• **Goal**
Transcribe all of the data exactly. Omit the pictures.
[START Data to use]
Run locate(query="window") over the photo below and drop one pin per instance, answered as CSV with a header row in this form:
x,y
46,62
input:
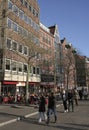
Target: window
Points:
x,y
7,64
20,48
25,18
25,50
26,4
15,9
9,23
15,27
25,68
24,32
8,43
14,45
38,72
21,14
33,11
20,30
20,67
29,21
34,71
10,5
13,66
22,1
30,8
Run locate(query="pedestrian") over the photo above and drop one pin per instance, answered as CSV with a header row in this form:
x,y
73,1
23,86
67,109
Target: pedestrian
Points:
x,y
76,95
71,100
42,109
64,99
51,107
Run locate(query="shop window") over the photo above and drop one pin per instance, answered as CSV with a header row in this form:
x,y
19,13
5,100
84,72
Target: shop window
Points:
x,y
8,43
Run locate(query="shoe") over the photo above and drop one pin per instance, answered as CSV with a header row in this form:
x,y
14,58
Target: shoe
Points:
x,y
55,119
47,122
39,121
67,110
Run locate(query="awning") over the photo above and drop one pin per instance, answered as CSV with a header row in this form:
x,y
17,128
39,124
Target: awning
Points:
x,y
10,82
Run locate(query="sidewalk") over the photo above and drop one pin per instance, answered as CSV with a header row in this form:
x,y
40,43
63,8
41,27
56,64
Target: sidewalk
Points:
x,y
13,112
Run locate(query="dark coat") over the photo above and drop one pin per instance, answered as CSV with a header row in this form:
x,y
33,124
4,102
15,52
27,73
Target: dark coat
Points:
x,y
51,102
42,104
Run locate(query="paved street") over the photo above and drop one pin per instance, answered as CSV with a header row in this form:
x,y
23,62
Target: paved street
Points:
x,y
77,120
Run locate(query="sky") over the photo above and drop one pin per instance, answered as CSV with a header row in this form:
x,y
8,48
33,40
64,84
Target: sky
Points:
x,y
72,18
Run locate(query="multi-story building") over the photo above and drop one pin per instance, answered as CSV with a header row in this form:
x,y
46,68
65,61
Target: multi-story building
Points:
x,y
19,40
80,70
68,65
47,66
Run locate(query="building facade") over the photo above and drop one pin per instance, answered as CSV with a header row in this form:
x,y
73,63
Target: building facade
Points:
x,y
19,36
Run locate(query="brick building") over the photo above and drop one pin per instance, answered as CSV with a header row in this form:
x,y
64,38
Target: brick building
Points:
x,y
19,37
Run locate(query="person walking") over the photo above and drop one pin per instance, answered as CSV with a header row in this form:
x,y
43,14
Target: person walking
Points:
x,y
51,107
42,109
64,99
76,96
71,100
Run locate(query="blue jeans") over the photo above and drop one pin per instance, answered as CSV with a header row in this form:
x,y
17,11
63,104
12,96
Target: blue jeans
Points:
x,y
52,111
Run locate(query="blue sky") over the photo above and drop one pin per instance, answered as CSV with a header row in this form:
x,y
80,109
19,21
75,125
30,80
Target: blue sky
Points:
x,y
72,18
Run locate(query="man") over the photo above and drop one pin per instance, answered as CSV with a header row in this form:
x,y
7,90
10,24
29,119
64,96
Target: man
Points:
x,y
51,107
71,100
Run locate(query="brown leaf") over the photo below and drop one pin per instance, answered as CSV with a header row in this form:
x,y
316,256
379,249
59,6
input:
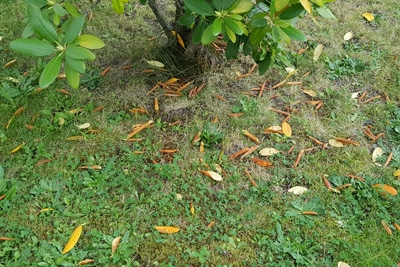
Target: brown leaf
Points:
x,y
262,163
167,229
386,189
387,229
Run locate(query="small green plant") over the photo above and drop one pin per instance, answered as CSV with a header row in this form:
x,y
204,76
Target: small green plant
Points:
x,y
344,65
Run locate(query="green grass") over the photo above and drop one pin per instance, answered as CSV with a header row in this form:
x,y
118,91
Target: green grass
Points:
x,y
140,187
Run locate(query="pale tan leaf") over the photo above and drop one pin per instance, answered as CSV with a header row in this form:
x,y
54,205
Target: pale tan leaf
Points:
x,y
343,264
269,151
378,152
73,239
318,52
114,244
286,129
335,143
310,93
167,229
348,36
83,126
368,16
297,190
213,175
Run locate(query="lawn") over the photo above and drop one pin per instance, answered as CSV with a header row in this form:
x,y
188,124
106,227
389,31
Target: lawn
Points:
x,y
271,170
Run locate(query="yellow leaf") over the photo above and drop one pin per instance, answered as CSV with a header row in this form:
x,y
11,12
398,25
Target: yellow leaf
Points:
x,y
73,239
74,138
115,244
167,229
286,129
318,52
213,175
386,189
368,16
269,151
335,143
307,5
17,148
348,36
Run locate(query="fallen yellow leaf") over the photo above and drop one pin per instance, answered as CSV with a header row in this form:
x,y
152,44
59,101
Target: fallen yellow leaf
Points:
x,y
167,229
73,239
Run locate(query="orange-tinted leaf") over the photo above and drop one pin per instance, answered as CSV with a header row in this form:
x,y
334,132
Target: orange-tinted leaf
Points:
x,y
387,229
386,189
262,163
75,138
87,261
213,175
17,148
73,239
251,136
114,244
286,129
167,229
[END Data to use]
• **Worked answer**
Run locate(query="window") over the photo below and drop one pin per instance, answered as CSV with a header row in this form:
x,y
46,62
input:
Target: window
Points:
x,y
7,64
20,48
25,18
25,50
26,4
15,9
9,23
15,27
25,68
24,32
8,43
14,45
38,72
21,14
33,11
20,30
20,67
29,21
34,71
10,5
13,66
22,1
30,8
Run locate(query="pedestrian") over the photo above and drop one pin per instance, answered as CSV with a header row in this form:
x,y
73,1
23,86
67,109
Target: pedestrian
Points:
x,y
76,95
71,100
42,109
64,99
51,107
Run locate(query="shop window") over the photo above and drop one pin per instance, answered as CSV with a header row in this form:
x,y
19,13
5,100
84,72
Target: shop window
Points:
x,y
8,43
Run locate(query="shoe") over the photo above and drop one pin per instance, answered as CSV with a header row in this form:
x,y
14,58
Target: shoe
Points:
x,y
55,119
47,122
39,121
67,110
Run locate(query="awning") over the photo above and drop one pin per instance, answered as CSV with a header row in this form:
x,y
17,128
39,124
Target: awning
Points:
x,y
10,82
Run locate(query="sidewalk") over the photo above and drop one pin per instance, answered as CSV with a header row in this form:
x,y
40,43
63,8
41,27
56,64
Target: sidewalk
Points:
x,y
13,112
Run locate(query="dark coat") over the photo above and drop one pin per instance, answered as CSV with a header row in this form:
x,y
33,124
4,102
15,52
27,73
Target: dark coat
Points:
x,y
51,102
42,104
Run locate(query="paved street") over the photo above and drop one pin per instance, answered as CSV with a header row in this form:
x,y
23,62
Target: paved street
Points:
x,y
77,120
Run locate(query="sky") over the photo above and drop one pin per instance, answered as CSV with a header row in this form:
x,y
8,48
33,40
64,84
Target: sky
Points:
x,y
72,18
Run locate(query="multi-story building") over the photo above and drop one pin per instance, answered as CSV with a header row in this form:
x,y
46,68
65,61
Target: multi-story building
Points:
x,y
19,40
80,70
68,65
47,66
Run locate(query="building facade") over the photo above and drop one pin per instance, answered as CSV with a header row in this form:
x,y
73,63
Target: building facade
Points:
x,y
19,36
Run locate(query="brick building") over the photo above and drop one pin per instance, answered as CSV with a header row in this form:
x,y
64,38
Target: brick building
Points:
x,y
19,37
Run locate(query="person walking") over the photo above and drop one pin per instance, answered as CSV with a header row in this form:
x,y
43,14
Target: person walking
Points:
x,y
51,107
42,109
64,99
76,96
71,100
Run locate(query="blue jeans") over the photo above and drop one pin per instance, answered as CSV with a header row in this form:
x,y
17,11
63,104
12,96
Target: blue jeans
Points:
x,y
52,111
Run locate(query="blue sky") over the photo above and drop one pin per instance, answered as CSV with a header row in this form:
x,y
80,109
19,21
75,125
30,80
Target: blue sky
Points:
x,y
72,18
Run locate(query="man") over the photo above and drop one pin per instance, answered as CSV with a header row in this form:
x,y
7,90
10,24
29,119
64,96
Target: man
Points:
x,y
51,107
71,100
Run locate(query="brown leaf") over the photo below and drop one pin per instance, answered as CSV with a header row in this form:
x,y
316,256
379,249
59,6
input:
Target: brown leaf
Points:
x,y
262,163
167,229
386,189
387,229
Run locate(query="small green plant") over the photo above and drop one pin per instance, answered as CSV with a header row in this form:
x,y
204,76
Target: small green plant
Points:
x,y
344,65
Run locate(query="green grass") over the photo above and drop one pin per instance, answered as CSV with a header row in this form:
x,y
118,91
Target: green grass
Points:
x,y
140,187
Run locate(query="pale tan leaf") over the photo above and drop one pin per instance, answered as CSV with a header row in this form:
x,y
54,205
Target: pale tan leaf
Points:
x,y
343,264
269,151
378,152
73,239
318,52
114,244
286,129
335,143
310,93
167,229
348,36
83,126
368,16
297,190
213,175
Run locate(query="lawn") over the photo above and drop one pin per instance, answered as CSV with a header row in this form:
x,y
188,124
106,227
389,31
Target: lawn
Points:
x,y
271,170
Run locate(query="yellow leaf") over the photo above and drop one pin per instance, answered as CSV with a header row in this form:
x,y
11,12
398,25
Target: yellow leaf
Points:
x,y
73,239
74,138
115,244
167,229
286,129
318,52
213,175
386,189
368,16
269,151
335,143
307,5
17,148
348,36
Run locate(query="fallen yellow leaf") over the photo above and drop one pin per instance, answered as CSV with a header row in this form:
x,y
152,44
59,101
Target: fallen yellow leaf
Points:
x,y
167,229
73,239
Run locate(query="orange-tinted leaf") over the photo above and drop one pin per instance, answered as CSV with a header row in this form:
x,y
334,132
Target: orange-tinted leaf
Points:
x,y
387,229
386,189
262,163
75,138
87,261
213,175
17,148
73,239
251,136
114,244
286,129
167,229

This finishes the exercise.